This International Intelligence Network is a not for profit invitation only association, formed to provide a means of identifying qualified, reliable individuals who have the particular skills needed to accomplish assignments related to the private investigation and security professions. Formerly known as INTELNET the association shall hereafter be known as INTELLENET LIMITED. Knowledge, capabilities, requisite experience and reputation of the INTELLENET member(s) being contacted are deemed essential to the professional and ethical completion of each assignment. The contacting member can thus expect that the task will be properly carried out, suitably completed and adequately reported, based on the INTELLENET membership qualifications and requirements as set forth in ARTICLE III-MEMBERSHIP. A roster and skills matrix will be made available to all INTELLENET members based on the information supplied by the members at the time of their application to INTELLENET, and verified by a member or members in compliance with ARTICLE III. Nothing in these Bylaws is intended to limit any member’s choice of who to contact to accomplish a specific task, including the selection of non-members. Members are encouraged to explore the widest range of available sources, in all cases.

To sustain the capabilities of the members and foster the best interests of the private investigation and security professions, and to keep abreast of the technical, regulatory and other developments, INTELLENET will sponsor and conduct an annual conference per ARTICLE VI. The conference will be open to members and non-members.

Article I – General

No member shall be paid a stipend for serving in any appointed capacity. The Executive Director or any officer of the Board of Directors is authorized to be reimbursed for any legitimate expense incurred by the member serving in an official capacity.

An Executive Assistant may be retained to assist the Executive Director in the performance of the duties of that office. This employee shall be paid a fee to be negotiated at the time of hiring and may be re-negotiated annually subject to the approval of a majority of the Board of Directors. The specific duties of the Executive Assistant shall be set forth in a job description, maintained by the Executive Director.

____

Parts of the exercise:
(1) In the INTELLENET bylaws, what was the association formerly called?
(2) Continue the INTELLENET bylaws from the point where they stop.

Records from a data collection:
____

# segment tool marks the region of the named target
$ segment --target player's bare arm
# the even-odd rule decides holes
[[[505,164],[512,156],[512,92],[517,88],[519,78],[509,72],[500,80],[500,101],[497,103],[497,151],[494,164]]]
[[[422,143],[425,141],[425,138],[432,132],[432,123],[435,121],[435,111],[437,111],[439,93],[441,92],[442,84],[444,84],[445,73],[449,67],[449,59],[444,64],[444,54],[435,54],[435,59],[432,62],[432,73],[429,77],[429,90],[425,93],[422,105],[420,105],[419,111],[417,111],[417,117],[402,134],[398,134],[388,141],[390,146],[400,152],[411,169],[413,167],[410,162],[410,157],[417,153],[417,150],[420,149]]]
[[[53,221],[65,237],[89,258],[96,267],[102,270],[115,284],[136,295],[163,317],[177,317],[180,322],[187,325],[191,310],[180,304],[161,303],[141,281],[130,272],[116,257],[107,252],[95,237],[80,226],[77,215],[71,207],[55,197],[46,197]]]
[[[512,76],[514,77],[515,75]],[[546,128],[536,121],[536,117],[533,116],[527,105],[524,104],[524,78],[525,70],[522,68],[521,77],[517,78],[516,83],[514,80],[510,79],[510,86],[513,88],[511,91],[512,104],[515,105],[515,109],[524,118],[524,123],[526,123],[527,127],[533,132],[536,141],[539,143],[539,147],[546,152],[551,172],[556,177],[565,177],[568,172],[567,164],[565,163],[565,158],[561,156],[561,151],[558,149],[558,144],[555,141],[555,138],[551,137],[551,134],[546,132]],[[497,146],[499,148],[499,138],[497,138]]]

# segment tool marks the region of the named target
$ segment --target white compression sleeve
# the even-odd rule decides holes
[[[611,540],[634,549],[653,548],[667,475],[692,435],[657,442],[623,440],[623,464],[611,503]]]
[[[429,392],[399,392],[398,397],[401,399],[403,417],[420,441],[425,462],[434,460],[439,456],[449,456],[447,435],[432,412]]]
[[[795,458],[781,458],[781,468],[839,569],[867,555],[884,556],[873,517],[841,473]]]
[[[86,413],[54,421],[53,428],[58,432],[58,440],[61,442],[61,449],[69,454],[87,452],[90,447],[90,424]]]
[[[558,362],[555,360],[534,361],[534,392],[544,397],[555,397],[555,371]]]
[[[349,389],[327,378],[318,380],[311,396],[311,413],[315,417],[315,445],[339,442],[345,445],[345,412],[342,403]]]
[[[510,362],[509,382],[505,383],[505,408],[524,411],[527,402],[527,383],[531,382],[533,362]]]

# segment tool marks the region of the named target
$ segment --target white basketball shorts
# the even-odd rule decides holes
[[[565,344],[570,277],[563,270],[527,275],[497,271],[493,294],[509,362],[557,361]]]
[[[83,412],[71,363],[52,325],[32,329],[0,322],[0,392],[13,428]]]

____

Exercise results:
(1) INTELNET

(2)
Article II – Offices

The principal office of INTELLENET shall be located at an address chosen by the current Executive Director.

Article III – Membership

Section 1. General Membership

The general membership of INTELLENET shall consist of private investigators and security consultants, with a minimum of 10 years’ experience, licensed in those jurisdictions where licensing is required, and in good standing, in all cases. Failure to maintain a license in those states requiring a license or to remain in good standing in any other jurisdiction where the member practices will result in automatic immediate termination of affiliation with INTELLENET. Holding a license alone is not considered an acceptable requirement if the individual is not actively working as a private investigator or security professional.

Applicants must be recommended by an INTELLENET member and the recommendation shall be based upon the known integrity, honesty, capability and reliability of the recommended party. Alternatively, an applicant may self-nominate, but such applicant will be subjected to the same criteria as a recommended candidate. A screening process, which will include public record checks regarding the applicant in the jurisdictions where there is no state licensing requirement and where the applicant has resided for the last seven (7) years and an interview of references will be the minimum requirement. An application fee shall be paid to offset the costs commensurate with the process indicated. Compliance with the INTELLENET Code of Ethical Standards and Conduct, a copy of which is furnished with membership status, is required.

It is to be understood that membership in INTELLENET is exclusive to an individual.

Membership dues shall be required by the association, which will be used to cover reproduction, mailing costs and other annual operating expenses. The dues are to be established by the Board of Directors, and is subject to change, based upon the best estimate of annual administrative and logistical costs. Dues are paid in U.S. currency every year.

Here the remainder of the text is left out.